→ **Task description**
List every line in the items that contains the word "green". Case counts.

→ **Material**
+ + + + + + +

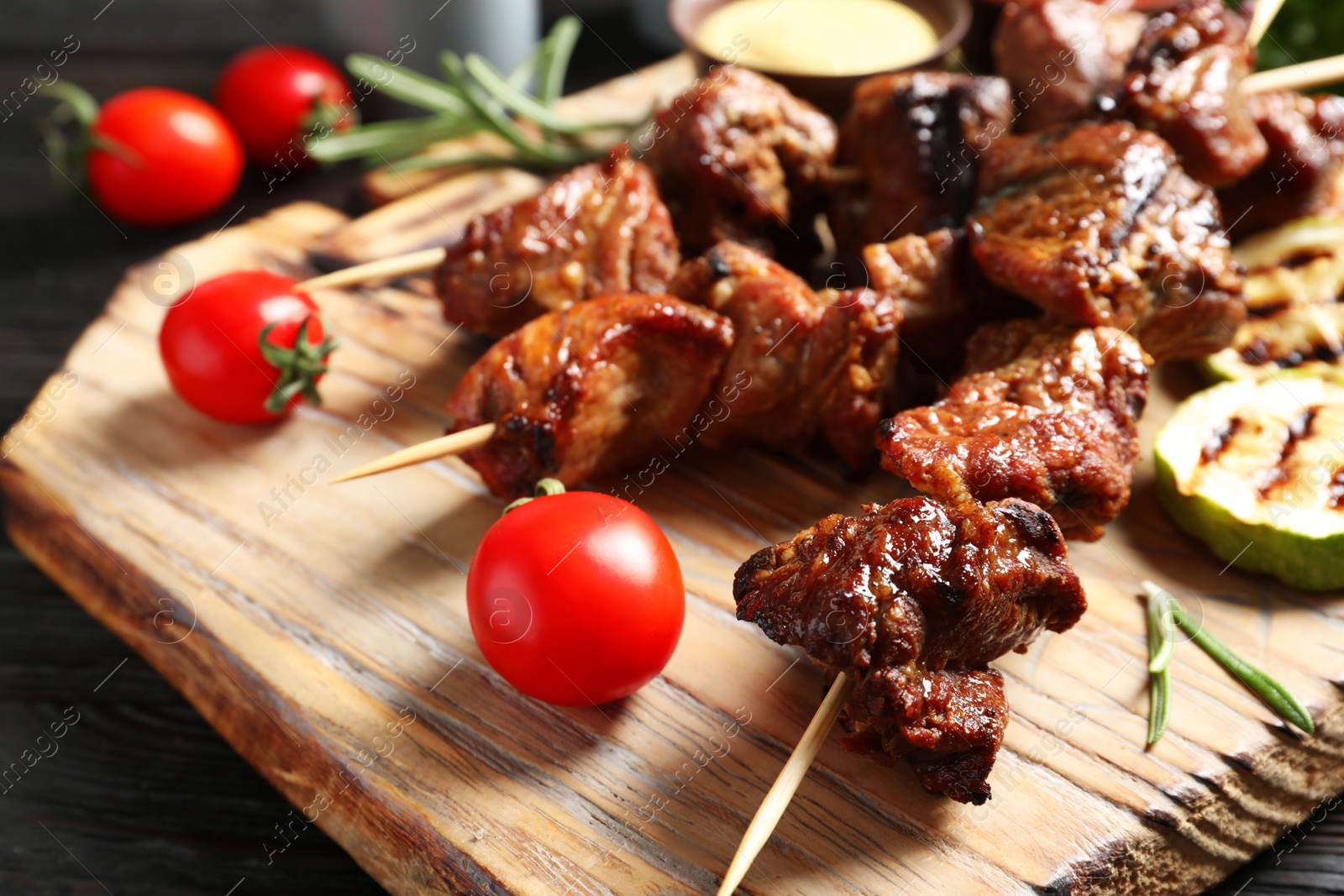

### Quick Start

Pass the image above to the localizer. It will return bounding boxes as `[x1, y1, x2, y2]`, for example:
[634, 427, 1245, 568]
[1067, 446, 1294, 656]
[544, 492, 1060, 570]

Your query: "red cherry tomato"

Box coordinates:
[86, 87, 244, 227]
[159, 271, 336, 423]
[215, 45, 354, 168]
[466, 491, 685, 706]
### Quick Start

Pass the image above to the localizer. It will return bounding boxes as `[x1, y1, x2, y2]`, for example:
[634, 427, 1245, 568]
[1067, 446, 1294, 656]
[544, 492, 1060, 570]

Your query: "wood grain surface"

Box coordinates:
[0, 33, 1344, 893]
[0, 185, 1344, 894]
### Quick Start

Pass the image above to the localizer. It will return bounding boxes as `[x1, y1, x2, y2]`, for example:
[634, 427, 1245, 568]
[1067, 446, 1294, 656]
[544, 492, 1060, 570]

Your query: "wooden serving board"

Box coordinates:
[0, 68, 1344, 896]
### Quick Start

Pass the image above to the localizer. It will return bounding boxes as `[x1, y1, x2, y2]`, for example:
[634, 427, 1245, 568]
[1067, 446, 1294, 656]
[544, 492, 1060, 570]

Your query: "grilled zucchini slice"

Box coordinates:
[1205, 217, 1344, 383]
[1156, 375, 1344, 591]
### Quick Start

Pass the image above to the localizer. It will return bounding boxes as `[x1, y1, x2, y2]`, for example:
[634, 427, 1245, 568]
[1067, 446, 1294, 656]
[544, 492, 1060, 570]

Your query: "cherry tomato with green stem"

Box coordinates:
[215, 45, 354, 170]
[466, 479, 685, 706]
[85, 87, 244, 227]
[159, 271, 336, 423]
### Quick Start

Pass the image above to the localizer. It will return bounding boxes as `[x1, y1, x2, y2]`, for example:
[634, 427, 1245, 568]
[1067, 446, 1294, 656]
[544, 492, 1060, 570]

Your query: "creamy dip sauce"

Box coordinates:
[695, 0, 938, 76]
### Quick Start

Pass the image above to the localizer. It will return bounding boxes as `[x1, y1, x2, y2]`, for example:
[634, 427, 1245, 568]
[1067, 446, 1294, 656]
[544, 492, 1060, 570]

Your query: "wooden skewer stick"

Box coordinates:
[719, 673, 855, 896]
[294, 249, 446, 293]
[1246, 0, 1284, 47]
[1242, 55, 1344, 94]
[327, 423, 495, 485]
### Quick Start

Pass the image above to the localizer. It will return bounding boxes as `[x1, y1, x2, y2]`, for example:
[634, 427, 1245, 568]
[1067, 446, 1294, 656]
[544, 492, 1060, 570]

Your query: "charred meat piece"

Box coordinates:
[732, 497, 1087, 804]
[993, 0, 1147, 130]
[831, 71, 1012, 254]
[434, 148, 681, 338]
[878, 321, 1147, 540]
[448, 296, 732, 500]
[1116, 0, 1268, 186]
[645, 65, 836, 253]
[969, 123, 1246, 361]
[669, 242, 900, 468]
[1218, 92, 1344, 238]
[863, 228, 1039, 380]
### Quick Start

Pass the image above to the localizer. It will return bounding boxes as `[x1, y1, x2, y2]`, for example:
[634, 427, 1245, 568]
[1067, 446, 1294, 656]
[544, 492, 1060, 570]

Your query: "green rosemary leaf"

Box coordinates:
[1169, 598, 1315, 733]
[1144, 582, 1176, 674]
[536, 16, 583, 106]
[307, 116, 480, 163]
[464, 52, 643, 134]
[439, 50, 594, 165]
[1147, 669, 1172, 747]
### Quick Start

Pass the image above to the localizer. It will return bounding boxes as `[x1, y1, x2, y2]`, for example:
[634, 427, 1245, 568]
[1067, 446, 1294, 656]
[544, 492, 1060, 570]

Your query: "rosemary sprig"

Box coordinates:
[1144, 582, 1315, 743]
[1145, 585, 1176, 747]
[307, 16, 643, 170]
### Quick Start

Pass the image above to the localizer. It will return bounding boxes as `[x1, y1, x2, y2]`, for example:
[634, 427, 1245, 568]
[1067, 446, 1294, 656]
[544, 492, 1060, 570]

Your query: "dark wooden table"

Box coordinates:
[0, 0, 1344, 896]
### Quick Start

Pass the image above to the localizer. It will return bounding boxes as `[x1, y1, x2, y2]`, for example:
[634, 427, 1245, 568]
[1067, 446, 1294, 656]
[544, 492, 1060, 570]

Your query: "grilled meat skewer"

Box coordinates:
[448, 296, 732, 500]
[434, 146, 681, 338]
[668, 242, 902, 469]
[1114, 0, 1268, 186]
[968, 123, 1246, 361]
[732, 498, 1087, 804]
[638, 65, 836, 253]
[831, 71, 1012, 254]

+ + + + + + +

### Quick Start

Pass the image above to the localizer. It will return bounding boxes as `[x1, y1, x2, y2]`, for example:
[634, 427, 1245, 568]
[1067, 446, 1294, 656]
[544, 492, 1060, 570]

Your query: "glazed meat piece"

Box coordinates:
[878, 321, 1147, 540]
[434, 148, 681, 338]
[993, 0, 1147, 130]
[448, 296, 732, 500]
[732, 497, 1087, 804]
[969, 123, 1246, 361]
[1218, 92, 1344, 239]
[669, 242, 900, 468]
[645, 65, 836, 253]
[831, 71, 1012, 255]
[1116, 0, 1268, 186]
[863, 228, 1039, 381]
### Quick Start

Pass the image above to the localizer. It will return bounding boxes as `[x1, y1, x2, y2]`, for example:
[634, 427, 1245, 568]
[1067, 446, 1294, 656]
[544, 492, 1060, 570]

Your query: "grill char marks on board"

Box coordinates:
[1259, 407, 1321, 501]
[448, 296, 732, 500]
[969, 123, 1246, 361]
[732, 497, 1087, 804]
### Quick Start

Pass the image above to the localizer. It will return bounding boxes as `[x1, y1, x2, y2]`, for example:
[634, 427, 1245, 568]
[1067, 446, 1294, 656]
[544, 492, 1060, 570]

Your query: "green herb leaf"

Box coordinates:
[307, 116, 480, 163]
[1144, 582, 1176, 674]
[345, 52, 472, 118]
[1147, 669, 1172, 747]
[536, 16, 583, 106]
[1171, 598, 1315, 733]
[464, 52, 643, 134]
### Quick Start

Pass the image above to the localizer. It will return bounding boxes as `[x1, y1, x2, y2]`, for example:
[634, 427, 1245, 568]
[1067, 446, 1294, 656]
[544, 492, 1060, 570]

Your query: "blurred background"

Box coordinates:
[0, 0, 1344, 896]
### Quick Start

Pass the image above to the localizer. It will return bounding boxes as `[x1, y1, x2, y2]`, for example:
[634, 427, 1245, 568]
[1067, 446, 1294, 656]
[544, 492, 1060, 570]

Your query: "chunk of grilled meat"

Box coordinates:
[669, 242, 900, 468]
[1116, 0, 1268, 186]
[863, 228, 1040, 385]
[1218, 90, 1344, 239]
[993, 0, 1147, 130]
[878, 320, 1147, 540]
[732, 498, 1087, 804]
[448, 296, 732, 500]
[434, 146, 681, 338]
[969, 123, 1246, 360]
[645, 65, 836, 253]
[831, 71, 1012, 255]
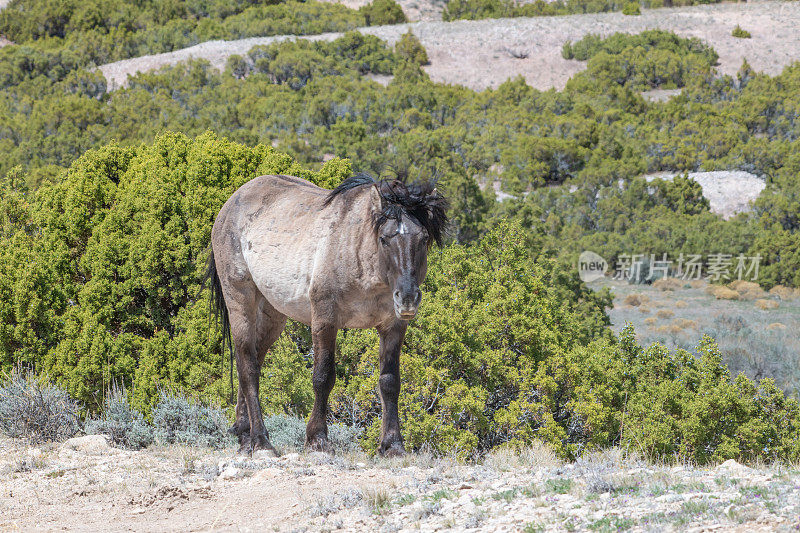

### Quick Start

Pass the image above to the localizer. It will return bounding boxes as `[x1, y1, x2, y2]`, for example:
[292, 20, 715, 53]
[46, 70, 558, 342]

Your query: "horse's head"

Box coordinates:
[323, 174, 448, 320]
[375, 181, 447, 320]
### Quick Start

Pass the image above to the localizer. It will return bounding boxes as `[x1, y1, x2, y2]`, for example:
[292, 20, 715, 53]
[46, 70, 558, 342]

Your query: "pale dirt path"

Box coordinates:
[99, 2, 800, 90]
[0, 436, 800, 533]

+ + + + + + +

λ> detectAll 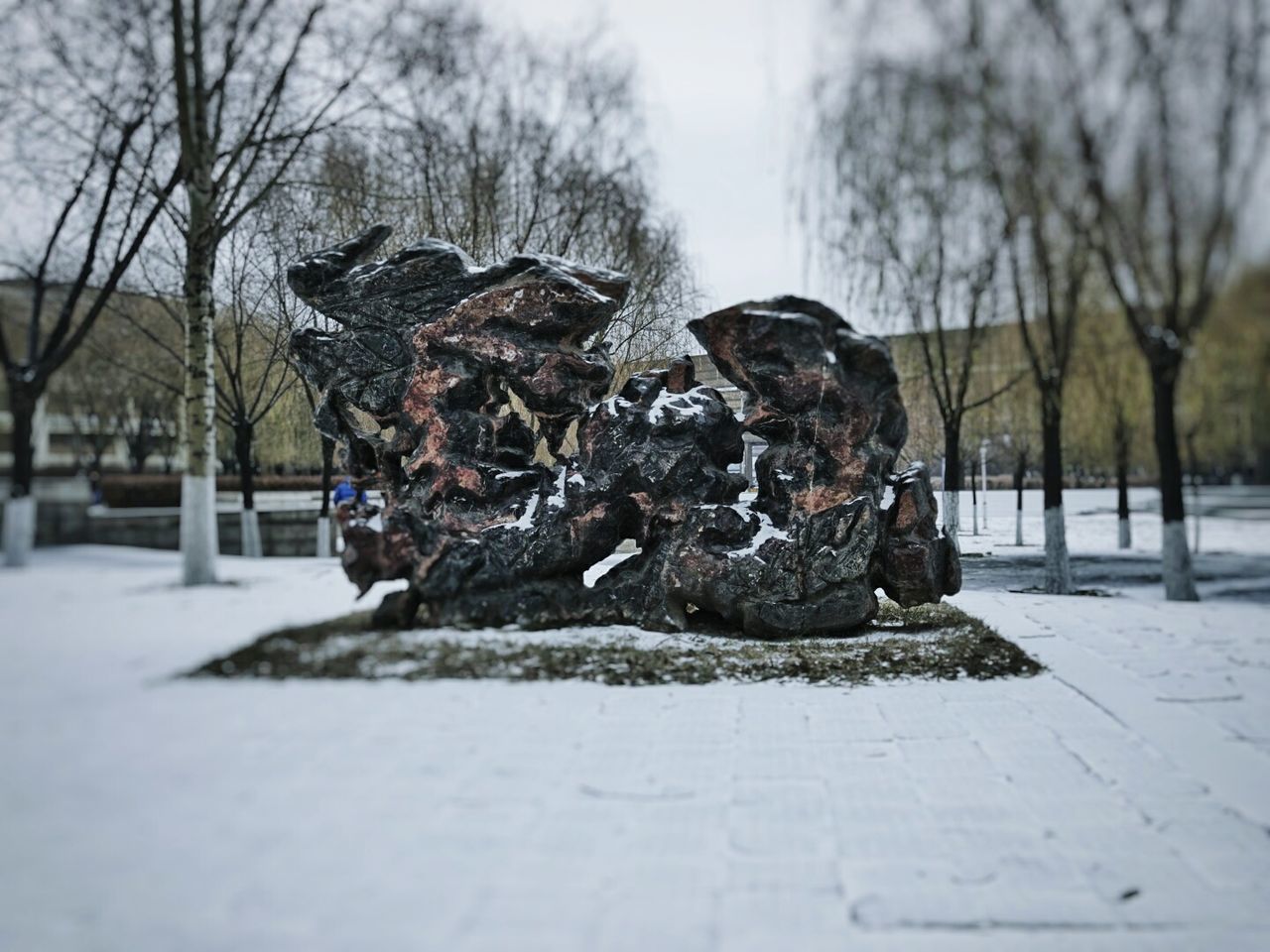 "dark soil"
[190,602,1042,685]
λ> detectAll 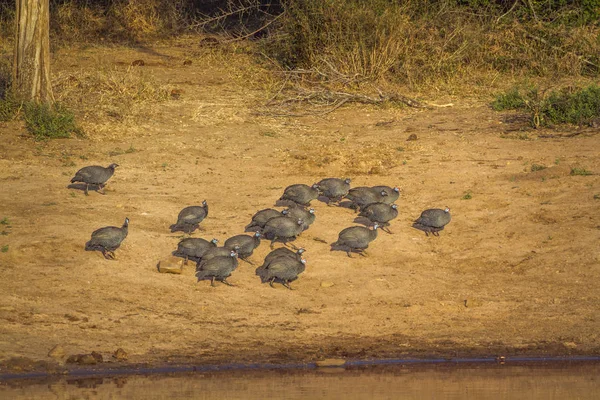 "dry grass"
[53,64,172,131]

+ + + + + + +

→ **Result**
Your query: "cherry tomato with green stem"
Your query: "green rosemary leaf"
Your query: "green herb leaf"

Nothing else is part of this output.